• Requirements
Copy every line of the data below verbatim, without changing a single character.

-- START OF Records supplied --

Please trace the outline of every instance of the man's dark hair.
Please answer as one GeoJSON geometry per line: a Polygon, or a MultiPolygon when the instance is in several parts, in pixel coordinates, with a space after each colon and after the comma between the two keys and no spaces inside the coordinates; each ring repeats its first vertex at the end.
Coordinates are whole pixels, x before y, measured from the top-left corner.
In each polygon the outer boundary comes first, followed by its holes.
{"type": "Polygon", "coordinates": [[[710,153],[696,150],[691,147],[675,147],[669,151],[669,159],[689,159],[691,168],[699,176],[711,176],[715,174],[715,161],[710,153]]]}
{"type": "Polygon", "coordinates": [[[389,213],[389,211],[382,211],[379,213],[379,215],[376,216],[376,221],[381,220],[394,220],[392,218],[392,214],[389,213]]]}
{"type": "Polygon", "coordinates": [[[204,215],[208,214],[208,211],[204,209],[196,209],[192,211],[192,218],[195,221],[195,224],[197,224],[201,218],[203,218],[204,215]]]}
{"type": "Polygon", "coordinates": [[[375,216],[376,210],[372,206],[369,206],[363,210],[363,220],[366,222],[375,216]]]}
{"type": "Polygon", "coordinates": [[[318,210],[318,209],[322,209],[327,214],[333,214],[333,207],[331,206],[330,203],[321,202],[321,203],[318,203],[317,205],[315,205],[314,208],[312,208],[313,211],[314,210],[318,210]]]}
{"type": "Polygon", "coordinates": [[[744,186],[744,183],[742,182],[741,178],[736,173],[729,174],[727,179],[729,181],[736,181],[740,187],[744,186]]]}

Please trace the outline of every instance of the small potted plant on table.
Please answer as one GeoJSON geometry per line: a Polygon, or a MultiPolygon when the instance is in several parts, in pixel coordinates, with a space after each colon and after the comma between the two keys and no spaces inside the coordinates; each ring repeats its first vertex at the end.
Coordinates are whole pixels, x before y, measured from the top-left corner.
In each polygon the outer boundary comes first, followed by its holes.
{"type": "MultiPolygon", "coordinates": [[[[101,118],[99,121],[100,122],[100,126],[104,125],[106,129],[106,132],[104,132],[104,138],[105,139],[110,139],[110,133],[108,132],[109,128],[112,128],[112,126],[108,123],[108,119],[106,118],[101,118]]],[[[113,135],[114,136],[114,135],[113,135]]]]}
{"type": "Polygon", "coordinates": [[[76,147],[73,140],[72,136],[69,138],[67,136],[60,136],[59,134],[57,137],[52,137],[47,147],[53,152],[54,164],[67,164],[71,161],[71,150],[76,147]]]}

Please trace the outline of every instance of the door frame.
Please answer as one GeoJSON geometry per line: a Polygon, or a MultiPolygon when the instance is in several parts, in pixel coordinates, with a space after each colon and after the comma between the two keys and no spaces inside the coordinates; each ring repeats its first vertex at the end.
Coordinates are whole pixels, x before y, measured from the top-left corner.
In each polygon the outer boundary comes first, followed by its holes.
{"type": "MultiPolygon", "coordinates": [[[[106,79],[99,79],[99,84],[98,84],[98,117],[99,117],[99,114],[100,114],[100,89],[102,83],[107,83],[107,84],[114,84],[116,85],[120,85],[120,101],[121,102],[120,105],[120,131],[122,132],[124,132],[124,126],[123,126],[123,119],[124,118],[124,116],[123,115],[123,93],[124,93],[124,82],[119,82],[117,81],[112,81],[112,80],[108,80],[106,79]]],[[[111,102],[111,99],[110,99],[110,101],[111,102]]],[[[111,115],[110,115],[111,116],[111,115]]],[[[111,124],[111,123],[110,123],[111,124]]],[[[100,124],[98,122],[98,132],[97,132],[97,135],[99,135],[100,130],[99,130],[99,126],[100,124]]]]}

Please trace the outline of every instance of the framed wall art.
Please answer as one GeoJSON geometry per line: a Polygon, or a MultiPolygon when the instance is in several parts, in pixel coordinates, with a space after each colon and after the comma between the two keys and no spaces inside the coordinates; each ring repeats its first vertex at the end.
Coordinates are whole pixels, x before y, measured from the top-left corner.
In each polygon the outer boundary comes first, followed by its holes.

-- END OF Records supplied --

• Solution to this task
Please trace the outline of every instance of the man's dark hair.
Please answer as one GeoJSON geometry per line: a Polygon, or a MultiPolygon when the instance is in several parts, in pixel coordinates, with a space after each colon and after the comma between the two keys and no spaces inside the coordinates; each ring repeats its first vertex at the end.
Coordinates are whole pixels, x before y, measured from the top-left corner.
In each polygon the outer boundary comes first, followed by its holes.
{"type": "Polygon", "coordinates": [[[710,153],[696,150],[691,147],[675,147],[669,151],[669,159],[689,159],[691,168],[699,176],[711,176],[715,174],[715,161],[710,153]]]}
{"type": "Polygon", "coordinates": [[[389,213],[389,211],[382,211],[379,213],[379,215],[376,216],[376,221],[381,220],[394,220],[392,218],[392,214],[389,213]]]}
{"type": "Polygon", "coordinates": [[[204,215],[208,214],[208,211],[204,209],[196,209],[192,211],[192,218],[195,221],[195,224],[197,224],[201,218],[203,218],[204,215]]]}
{"type": "Polygon", "coordinates": [[[375,216],[376,210],[372,206],[369,206],[363,210],[363,220],[366,222],[375,216]]]}
{"type": "Polygon", "coordinates": [[[318,210],[318,209],[322,209],[327,214],[333,214],[333,207],[331,206],[330,203],[321,202],[321,203],[318,203],[317,205],[315,205],[314,208],[312,208],[313,211],[314,210],[318,210]]]}
{"type": "Polygon", "coordinates": [[[744,186],[744,183],[742,182],[741,178],[736,173],[729,174],[727,179],[729,181],[736,181],[740,187],[744,186]]]}

Please trace the outline of every instance of the small potted plant on table.
Please answer as one GeoJSON geometry per line: a Polygon, or a MultiPolygon when the instance is in several parts, in pixel coordinates, with a space after each colon and after the comma between the two keys and no spaces inside the coordinates; each ring repeats its first vertex at the end.
Coordinates are whole pixels, x before y, measured from the top-left corner.
In each polygon the outer boundary comes first, followed by its holes.
{"type": "MultiPolygon", "coordinates": [[[[101,118],[99,121],[100,122],[100,126],[104,125],[106,129],[106,132],[104,132],[104,138],[105,139],[110,139],[110,133],[108,132],[109,128],[112,128],[112,126],[108,123],[108,119],[106,118],[101,118]]],[[[113,135],[114,136],[114,135],[113,135]]]]}
{"type": "Polygon", "coordinates": [[[76,147],[73,140],[72,136],[69,138],[67,136],[60,136],[59,134],[57,137],[52,137],[47,147],[53,152],[54,164],[67,164],[71,161],[71,150],[76,147]]]}

Please trace the outline of every instance of the door frame.
Please answer as one GeoJSON geometry per line: a Polygon, or a MultiPolygon when the instance is in several parts, in pixel coordinates, with a space after each colon and after the comma between the two keys and no spaces inside the coordinates; each ring repeats its first vertex at the end.
Coordinates are whole pixels, x before y, measured from the top-left corner.
In each polygon the outer boundary comes first, followed by its holes.
{"type": "MultiPolygon", "coordinates": [[[[106,79],[99,79],[99,84],[98,84],[98,117],[99,117],[99,114],[100,114],[100,89],[102,83],[107,83],[107,84],[114,84],[116,85],[120,85],[120,101],[121,102],[120,105],[120,131],[122,132],[124,132],[124,126],[123,126],[123,119],[124,118],[124,116],[123,115],[123,93],[124,93],[124,82],[119,82],[117,81],[112,81],[112,80],[108,80],[106,79]]],[[[111,102],[111,99],[110,99],[110,101],[111,102]]],[[[111,115],[110,115],[111,116],[111,115]]],[[[111,124],[111,123],[110,123],[111,124]]],[[[100,124],[98,122],[98,132],[97,132],[97,135],[99,135],[100,130],[99,130],[99,126],[100,124]]]]}

Please trace the outline of every instance of the framed wall art.
Please answer as one GeoJSON geometry per line: a Polygon, or a MultiPolygon when the instance is in several parts, in pixel coordinates, with a space after each colon and after the comma between the two keys and no spaces inside the coordinates; each ring repeats its first vertex at the end.
Coordinates are whole pixels, x before y, measured from the top-left corner.
In each polygon the outer boundary comes first, followed by its holes.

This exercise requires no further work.